*** Text under study Section Begins ***

Luscomb was among the first ten women to earn a degree in architecture from the Massachusetts Institute of Technology. Women still experienced significant challenges during her tenure there. For example, Luscomb had to inquire at twelve firms before one of them would hire her for an internship after her second year.

Following her graduation, she was hired by Ida Annah Ryan, the sixth woman to earn an architecture degree from M.I.T. Later, she would become a partner in Ryan's firm. Ryan and Luscomb shared an interest in women's suffrage and Ryan gave Luscomb a degree of flexibility at work that allowed her to be active in the women's suffrage movement. During this time, Luscomb helped organize various events for the suffrage movement and, during a public debate on adding a suffrage amendment to the state constitution, gave more than 200 speeches in 14 weeks.

She later continued her education in architecture at the newly opened Cambridge School of Architecture and Landscape Architecture in 1916.

In addition to her work with Ryan, she began working with local architect Henry Atherton Frost and landscape architect Bremer Whidden Pond. Due to the entrance of the United States into World War I in 1917, new construction slumped and her architectural career was put on hiatus.

==New career begun during WWI==

portrait photograph, circa 1922

Luscomb accepted a position as executive secretary for the Boston Equal Suffrage Association for Good Government. She went on to work for a number of organizations in the Boston area, including the Boston chapters of the League of Women Voters, the Women's International League for Peace and Freedom, and organizations dedicated to prison reform and factory safety. She was a charter member of the League of Women Voters, formed once women gained the vote. Luscomb also helped found a local of the United Office and Professional Workers of America and served as a volunteer with the local NAACP and ACLU. From 1911, she considered herself a citizen of the world, traveling to nations across Europe and Asia for conferences, yet she retained pride in her Yankee heritage. Her political views were well-developed and unique.

*** Text under study Section Ends ***

_Parts of the exercise_
1) Answer these questions from the excerpt about Luscomb:
(a) How many firms did Luscomb ask before one would hire her as an intern?
(b) At which school did she continue her architecture education in 1916?
(c) What position did she take with the Boston Equal Suffrage Association for Good Government?
2) According to the excerpt about Luscomb, why was her architectural career put on hiatus? Answer in one to three sentences.

*** Available data Section Begins ***

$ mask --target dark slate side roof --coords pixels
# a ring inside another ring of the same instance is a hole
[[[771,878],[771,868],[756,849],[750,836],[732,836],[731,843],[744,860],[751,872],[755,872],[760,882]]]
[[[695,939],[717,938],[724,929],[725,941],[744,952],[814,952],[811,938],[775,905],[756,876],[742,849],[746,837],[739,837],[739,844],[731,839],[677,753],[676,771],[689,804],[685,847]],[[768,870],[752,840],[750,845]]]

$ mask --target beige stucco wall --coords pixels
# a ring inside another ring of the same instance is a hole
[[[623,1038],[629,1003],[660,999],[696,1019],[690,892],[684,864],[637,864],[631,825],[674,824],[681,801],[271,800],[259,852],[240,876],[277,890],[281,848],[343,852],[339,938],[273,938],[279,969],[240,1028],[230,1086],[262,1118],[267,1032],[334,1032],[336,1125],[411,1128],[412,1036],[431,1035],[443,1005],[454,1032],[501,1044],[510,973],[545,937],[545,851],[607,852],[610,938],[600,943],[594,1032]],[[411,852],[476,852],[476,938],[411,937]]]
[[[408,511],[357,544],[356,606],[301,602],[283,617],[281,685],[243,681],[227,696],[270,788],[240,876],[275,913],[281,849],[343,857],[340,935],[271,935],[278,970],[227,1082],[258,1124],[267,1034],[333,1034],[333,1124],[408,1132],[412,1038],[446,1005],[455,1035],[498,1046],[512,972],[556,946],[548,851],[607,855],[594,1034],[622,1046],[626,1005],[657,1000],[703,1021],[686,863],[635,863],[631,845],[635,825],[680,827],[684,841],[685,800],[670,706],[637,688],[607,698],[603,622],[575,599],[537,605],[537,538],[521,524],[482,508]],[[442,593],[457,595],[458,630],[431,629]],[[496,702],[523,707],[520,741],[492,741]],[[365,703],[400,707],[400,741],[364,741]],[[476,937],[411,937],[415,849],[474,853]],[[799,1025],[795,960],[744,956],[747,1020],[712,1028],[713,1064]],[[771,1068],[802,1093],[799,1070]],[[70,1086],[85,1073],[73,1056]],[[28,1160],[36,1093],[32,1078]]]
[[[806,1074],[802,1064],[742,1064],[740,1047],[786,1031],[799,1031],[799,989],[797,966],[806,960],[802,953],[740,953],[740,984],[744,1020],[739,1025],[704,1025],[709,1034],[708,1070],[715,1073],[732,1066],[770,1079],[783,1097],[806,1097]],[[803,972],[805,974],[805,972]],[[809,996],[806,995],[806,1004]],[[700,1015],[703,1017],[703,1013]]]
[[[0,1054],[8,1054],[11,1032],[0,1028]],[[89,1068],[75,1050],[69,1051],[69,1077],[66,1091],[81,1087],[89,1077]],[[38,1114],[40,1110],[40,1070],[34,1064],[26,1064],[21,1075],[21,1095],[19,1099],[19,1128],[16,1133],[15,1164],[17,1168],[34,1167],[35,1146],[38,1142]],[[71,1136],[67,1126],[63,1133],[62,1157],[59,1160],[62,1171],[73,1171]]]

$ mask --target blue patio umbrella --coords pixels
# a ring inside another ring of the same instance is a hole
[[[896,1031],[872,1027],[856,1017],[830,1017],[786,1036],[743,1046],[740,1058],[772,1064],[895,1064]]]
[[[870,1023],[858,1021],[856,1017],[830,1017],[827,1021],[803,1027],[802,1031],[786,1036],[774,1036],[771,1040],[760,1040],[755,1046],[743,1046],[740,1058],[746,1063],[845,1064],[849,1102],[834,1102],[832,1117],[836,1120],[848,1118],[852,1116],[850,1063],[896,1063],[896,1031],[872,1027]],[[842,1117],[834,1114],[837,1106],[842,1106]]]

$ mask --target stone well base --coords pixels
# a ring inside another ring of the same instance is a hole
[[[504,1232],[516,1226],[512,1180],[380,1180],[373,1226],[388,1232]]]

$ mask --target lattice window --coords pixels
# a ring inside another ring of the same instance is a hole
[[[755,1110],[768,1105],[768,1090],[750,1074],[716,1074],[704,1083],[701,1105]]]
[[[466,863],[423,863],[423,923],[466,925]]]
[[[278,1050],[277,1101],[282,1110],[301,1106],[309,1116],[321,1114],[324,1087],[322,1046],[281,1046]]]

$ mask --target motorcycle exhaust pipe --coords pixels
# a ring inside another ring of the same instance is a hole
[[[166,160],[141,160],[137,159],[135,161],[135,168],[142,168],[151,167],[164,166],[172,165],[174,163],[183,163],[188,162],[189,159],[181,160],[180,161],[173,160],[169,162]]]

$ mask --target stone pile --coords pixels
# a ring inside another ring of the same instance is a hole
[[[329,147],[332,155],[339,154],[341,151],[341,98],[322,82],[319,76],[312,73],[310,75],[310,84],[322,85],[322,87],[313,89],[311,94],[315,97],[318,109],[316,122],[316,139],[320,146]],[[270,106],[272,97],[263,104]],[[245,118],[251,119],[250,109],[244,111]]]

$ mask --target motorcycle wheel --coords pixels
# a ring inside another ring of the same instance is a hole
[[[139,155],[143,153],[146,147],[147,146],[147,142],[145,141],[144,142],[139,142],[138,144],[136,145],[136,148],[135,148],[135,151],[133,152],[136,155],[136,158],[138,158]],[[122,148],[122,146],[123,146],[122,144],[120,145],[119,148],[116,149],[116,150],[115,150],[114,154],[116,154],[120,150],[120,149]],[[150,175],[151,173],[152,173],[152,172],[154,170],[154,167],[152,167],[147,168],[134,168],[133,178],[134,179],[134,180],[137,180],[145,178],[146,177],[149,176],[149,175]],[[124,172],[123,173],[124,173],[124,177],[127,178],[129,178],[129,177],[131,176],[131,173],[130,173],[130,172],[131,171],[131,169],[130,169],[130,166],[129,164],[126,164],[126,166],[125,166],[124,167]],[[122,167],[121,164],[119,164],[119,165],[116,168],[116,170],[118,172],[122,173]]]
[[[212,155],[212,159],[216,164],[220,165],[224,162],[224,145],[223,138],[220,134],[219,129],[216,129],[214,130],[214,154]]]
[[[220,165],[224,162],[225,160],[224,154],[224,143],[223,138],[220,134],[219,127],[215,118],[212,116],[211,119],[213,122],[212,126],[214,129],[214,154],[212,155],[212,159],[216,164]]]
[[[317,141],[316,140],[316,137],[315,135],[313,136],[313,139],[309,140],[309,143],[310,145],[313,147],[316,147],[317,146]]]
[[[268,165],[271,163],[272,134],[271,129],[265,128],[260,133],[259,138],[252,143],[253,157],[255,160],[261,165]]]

*** Available data Section Ends ***

_Results_
1)
(a) Twelve firms.
(b) The Cambridge School of Architecture and Landscape Architecture.
(c) Executive secretary.

2) The United States entered World War I in 1917, and new construction slumped as a result. This put her architectural career on hiatus.